Recorded data:
======

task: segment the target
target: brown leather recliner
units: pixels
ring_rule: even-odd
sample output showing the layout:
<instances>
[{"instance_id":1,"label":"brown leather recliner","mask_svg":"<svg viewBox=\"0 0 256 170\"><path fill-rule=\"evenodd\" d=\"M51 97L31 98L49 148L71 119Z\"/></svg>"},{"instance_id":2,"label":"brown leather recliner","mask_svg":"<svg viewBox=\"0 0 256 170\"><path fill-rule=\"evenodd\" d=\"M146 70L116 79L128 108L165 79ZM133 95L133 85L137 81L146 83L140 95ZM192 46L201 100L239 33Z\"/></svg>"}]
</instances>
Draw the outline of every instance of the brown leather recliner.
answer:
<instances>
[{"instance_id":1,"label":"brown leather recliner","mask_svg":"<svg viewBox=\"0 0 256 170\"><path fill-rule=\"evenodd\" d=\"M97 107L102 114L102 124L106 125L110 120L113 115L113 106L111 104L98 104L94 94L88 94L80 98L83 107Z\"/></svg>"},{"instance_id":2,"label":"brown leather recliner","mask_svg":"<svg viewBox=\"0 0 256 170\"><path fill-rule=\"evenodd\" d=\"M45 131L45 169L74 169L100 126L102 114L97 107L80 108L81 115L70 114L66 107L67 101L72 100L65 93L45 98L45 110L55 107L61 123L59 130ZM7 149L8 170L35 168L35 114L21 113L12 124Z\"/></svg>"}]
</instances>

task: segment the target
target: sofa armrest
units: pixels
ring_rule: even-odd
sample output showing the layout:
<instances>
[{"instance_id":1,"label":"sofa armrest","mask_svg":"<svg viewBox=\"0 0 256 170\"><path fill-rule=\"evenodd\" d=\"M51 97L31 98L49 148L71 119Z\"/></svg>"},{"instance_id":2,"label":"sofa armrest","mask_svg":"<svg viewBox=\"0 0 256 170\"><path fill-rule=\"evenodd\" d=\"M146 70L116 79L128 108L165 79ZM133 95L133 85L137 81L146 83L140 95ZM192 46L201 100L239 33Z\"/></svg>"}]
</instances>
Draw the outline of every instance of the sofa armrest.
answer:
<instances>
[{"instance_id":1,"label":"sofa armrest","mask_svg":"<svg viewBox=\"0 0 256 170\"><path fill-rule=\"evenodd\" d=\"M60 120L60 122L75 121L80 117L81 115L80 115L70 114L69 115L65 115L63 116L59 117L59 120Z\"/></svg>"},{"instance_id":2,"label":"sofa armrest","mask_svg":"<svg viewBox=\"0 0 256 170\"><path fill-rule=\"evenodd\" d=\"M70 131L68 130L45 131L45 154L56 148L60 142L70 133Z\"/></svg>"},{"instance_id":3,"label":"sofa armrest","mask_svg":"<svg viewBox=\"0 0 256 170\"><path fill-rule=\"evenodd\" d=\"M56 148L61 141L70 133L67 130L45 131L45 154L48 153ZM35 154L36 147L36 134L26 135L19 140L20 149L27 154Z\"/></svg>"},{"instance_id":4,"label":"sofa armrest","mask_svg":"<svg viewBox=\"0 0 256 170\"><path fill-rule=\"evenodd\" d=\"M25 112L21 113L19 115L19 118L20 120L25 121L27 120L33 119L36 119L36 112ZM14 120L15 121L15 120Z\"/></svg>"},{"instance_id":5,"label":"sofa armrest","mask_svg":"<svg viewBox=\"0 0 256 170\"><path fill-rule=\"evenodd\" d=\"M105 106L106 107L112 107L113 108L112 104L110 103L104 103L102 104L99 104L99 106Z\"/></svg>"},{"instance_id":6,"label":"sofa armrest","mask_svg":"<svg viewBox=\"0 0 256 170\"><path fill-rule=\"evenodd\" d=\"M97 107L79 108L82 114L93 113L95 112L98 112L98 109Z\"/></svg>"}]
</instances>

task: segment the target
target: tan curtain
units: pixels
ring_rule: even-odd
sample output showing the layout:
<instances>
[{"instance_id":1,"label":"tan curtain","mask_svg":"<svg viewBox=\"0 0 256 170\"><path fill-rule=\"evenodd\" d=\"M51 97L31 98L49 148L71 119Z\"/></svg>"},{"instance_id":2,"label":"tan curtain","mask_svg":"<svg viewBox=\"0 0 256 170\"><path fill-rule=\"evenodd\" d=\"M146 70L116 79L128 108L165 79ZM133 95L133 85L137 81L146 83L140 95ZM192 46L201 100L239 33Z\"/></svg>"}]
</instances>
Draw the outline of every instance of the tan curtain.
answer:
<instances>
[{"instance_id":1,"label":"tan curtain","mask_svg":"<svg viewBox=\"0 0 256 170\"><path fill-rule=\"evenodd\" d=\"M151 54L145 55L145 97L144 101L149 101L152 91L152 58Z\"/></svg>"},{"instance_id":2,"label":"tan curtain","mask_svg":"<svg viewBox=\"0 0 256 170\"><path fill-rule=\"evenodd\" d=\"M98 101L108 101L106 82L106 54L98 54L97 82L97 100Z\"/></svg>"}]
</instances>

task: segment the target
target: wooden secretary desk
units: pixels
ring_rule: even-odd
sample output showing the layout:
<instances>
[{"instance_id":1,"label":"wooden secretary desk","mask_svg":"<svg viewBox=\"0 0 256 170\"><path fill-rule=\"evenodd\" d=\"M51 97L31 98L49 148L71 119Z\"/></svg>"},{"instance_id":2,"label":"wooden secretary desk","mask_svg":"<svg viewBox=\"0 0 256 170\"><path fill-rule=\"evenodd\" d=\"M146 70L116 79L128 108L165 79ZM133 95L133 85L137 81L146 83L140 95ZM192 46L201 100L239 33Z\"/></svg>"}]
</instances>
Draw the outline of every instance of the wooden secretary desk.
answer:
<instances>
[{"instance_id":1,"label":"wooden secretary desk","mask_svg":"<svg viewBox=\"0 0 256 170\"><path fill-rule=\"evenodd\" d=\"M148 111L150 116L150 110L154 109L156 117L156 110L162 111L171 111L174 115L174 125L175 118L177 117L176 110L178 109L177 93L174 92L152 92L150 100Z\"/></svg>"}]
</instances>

======

Work to be completed: Please pull out every line of the listing above that contains the string "recliner" and copy each of those lines in full.

Finished answer:
target: brown leather recliner
[{"instance_id":1,"label":"brown leather recliner","mask_svg":"<svg viewBox=\"0 0 256 170\"><path fill-rule=\"evenodd\" d=\"M51 97L31 98L49 148L71 119Z\"/></svg>"},{"instance_id":2,"label":"brown leather recliner","mask_svg":"<svg viewBox=\"0 0 256 170\"><path fill-rule=\"evenodd\" d=\"M146 70L116 79L128 108L165 79ZM133 95L133 85L137 81L146 83L140 95ZM192 46L201 100L239 33Z\"/></svg>"}]
Draw the outline of every instance of the brown leather recliner.
[{"instance_id":1,"label":"brown leather recliner","mask_svg":"<svg viewBox=\"0 0 256 170\"><path fill-rule=\"evenodd\" d=\"M97 107L102 114L102 124L106 125L110 120L113 115L113 106L111 104L98 104L94 94L88 94L80 98L83 107Z\"/></svg>"},{"instance_id":2,"label":"brown leather recliner","mask_svg":"<svg viewBox=\"0 0 256 170\"><path fill-rule=\"evenodd\" d=\"M45 131L45 169L74 169L100 126L102 114L97 107L80 108L81 115L70 114L66 107L67 101L72 100L65 93L45 98L45 110L55 107L61 123L59 130ZM7 149L8 170L35 168L35 114L21 113L12 124Z\"/></svg>"}]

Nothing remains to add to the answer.